- **Text provided**:
======

Murray, leapt into their sleek F-89D. Simultaneously, 1Lt. Richard
Hurliman and 1Lt. Walter Hale climbed into a second aircraft. The
interceptors roared south after their target. The hunt was on.
Einstein and Hurliman caught up with the Hellcat at 30,000 feet,
northeast of Los Angeles. It turned southwest, crossing over the city,
then headed northwest. As the Hellcat circled lazily over Santa Paula,
the interceptor crews waited impatiently. As soon as it passed over an
unpopulated area, they would fire their rockets.
The interceptor crews discussed their options. There were two methods
of attack using the fire control system, from a wings level attitude
or while in a turn. Since the drone was almost continuously turning,
they selected the second mode of attack. In repeated attempts, the
rockets failed to fire during these maneuvers. This was later traced
to a design fault.
The drone turned northeast, passing Fillmore and Frazier Park. It
appeared to be heading toward the sparsely populated western end of
the Antelope Valley. Suddenly, it turned southeast toward Los Angeles
again. Time seemed to be running out. Einstein and Hurliman decided to
abandon the automatic modes, and fire manually. Although the aircraft
had been delivered with gun sights, they had been removed a month
earlier. After all, why would a pilot need a gun sight to fire
unguided rockets with an automatic fire control system?
The interceptors made their first attack run as the Hellcat crossed
the mountains near Castaic. Murray and Hale set their intervalometers
to "ripple fire" the rockets in three salvos. The first crew lined up
their target and fired, missing their target completely. The second
interceptor unlea shed a salvo that passed just below the drone.
Rockets blazed through the sky and then plunged earthward to spark
brush fires seven miles north of Castaic. They decimated 150 acres
above the old Ridge Route near Bouquet Canyon.

======

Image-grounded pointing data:
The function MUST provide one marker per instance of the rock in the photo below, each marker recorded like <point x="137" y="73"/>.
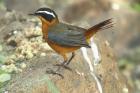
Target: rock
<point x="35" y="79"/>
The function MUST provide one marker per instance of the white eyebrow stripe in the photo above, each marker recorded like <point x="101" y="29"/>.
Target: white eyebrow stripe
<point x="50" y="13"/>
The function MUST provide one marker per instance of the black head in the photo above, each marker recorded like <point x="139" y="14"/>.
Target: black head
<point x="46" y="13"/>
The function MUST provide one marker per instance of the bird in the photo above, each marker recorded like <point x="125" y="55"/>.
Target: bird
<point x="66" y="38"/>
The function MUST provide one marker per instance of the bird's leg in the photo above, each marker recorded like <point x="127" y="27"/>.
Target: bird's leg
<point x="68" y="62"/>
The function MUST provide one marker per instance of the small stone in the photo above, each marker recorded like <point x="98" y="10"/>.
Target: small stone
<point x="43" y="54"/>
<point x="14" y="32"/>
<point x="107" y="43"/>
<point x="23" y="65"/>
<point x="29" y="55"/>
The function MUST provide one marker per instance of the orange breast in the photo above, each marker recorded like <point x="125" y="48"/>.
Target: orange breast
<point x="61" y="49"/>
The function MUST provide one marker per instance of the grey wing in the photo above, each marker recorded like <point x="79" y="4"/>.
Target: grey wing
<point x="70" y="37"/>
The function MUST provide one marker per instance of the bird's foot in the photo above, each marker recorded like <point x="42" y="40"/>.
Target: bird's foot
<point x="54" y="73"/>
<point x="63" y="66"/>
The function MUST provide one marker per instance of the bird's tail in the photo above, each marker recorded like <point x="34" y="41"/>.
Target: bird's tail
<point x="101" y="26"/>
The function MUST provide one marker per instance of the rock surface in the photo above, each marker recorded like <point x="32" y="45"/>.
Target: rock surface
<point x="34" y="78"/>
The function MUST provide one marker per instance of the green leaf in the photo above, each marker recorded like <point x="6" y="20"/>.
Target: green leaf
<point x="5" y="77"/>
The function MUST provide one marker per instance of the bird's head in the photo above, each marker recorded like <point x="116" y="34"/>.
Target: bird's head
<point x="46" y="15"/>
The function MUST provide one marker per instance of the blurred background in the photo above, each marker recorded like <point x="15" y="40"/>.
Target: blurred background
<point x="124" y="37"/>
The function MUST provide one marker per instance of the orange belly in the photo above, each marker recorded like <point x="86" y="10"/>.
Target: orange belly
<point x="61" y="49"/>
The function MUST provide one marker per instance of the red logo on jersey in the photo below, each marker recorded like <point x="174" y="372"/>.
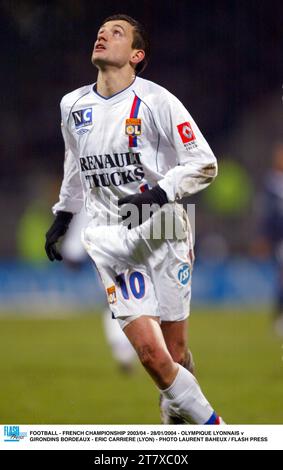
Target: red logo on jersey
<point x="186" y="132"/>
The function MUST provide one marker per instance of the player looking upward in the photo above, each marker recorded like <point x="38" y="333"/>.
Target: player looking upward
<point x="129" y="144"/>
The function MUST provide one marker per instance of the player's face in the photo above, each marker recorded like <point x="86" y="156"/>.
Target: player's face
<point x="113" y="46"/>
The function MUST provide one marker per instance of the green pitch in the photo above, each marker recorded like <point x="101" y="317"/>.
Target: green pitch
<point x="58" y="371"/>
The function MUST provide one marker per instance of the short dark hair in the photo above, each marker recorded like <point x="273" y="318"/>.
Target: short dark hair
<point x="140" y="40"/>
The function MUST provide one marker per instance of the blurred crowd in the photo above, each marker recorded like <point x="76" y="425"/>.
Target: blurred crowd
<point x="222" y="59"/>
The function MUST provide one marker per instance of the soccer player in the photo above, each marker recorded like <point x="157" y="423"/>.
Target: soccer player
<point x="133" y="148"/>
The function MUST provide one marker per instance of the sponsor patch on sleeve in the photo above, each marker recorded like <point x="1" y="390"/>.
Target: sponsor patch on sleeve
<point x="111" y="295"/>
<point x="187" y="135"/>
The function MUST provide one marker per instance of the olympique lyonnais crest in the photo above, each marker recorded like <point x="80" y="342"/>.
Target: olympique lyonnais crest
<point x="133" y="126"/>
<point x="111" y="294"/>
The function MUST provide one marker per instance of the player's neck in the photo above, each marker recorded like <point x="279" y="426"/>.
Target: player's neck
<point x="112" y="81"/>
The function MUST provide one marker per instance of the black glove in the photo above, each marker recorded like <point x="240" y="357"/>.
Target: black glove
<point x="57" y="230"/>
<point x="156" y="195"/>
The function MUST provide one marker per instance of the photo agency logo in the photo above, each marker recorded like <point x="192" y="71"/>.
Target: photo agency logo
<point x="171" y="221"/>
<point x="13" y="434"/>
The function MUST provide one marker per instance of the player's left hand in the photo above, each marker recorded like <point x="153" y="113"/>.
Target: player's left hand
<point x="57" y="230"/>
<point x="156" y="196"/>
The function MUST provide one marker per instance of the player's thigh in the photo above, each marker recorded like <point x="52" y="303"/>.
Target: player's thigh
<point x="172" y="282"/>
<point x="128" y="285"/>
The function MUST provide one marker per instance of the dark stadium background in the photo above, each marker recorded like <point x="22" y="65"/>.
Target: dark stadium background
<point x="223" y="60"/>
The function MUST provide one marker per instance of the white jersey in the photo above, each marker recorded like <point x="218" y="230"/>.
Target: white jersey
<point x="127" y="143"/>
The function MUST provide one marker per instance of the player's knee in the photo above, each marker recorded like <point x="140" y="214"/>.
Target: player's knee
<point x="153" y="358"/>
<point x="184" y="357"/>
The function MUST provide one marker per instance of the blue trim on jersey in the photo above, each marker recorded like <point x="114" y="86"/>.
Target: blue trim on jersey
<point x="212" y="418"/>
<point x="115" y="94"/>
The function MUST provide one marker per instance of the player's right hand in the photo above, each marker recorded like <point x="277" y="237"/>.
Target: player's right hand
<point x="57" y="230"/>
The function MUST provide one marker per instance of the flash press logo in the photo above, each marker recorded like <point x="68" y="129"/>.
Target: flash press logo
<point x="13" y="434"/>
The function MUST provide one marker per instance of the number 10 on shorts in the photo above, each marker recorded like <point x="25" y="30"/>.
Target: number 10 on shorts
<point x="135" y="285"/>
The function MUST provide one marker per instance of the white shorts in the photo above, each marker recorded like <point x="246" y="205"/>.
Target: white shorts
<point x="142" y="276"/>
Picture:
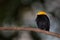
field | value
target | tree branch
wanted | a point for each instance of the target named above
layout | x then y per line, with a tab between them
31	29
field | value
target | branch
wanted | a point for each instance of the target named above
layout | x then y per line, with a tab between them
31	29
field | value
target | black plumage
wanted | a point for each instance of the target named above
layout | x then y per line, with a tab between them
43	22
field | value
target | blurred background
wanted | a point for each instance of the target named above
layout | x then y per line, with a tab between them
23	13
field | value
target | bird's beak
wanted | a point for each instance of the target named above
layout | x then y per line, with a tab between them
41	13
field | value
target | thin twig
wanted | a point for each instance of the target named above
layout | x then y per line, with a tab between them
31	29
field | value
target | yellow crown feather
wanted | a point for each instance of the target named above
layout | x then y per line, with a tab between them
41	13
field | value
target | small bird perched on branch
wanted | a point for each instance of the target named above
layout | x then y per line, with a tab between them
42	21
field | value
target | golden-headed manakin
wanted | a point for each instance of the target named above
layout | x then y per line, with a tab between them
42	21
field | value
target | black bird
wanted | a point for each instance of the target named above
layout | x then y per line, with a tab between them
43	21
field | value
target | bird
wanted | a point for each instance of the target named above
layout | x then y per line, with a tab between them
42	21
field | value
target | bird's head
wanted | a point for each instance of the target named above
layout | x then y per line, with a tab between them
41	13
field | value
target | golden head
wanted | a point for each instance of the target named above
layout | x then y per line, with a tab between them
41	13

======

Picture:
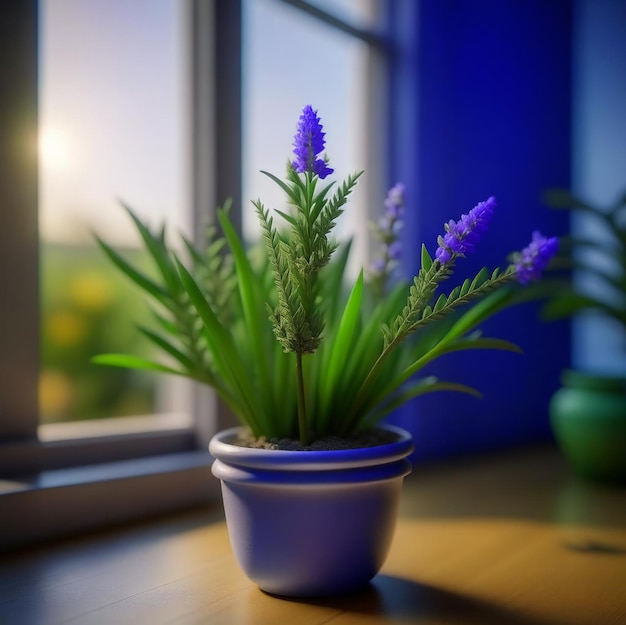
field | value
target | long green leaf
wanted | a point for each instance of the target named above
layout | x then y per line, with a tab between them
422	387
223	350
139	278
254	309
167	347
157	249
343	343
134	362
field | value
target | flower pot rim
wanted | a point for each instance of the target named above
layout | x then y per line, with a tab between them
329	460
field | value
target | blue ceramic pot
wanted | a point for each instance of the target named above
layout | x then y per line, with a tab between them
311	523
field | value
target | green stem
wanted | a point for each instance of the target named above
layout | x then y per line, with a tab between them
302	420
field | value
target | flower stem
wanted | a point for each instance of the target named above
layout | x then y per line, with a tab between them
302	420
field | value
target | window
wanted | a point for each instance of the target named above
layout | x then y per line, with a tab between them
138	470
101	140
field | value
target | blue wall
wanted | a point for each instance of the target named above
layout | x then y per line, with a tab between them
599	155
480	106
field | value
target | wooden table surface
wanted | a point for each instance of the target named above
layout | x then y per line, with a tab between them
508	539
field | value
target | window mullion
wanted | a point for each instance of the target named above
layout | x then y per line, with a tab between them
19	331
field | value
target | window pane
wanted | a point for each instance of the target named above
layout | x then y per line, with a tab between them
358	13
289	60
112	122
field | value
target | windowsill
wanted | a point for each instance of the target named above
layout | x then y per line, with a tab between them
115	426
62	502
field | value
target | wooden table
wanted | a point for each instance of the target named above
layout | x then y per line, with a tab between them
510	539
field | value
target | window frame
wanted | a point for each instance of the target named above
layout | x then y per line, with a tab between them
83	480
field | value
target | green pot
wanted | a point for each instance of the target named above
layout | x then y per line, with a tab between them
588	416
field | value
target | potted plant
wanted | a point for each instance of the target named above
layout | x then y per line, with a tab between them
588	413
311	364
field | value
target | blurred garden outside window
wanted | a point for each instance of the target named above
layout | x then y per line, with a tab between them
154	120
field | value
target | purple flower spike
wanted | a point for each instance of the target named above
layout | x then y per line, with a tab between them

======

- **List of tasks**:
1/ Answer these questions using the passage about the Hellcat drone interception:
(a) At what altitude did Einstein and Hurliman catch up with the Hellcat?
(b) How many salvos were Murray and Hale's intervalometers set to ripple fire the rockets in?
(c) How many acres did the resulting brush fires decimate?
2/ From the passage about the Hellcat drone interception, write out the stretch from "The interceptors made" through "below the drone.".

- **Answers to the problems**:
1/
(a) 30,000 feet
(b) Three
(c) 150 acres

2/
The interceptors made their first attack run as the Hellcat crossed
the mountains near Castaic. Murray and Hale set their intervalometers
to "ripple fire" the rockets in three salvos. The first crew lined up
their target and fired, missing their target completely. The second
interceptor unlea shed a salvo that passed just below the drone.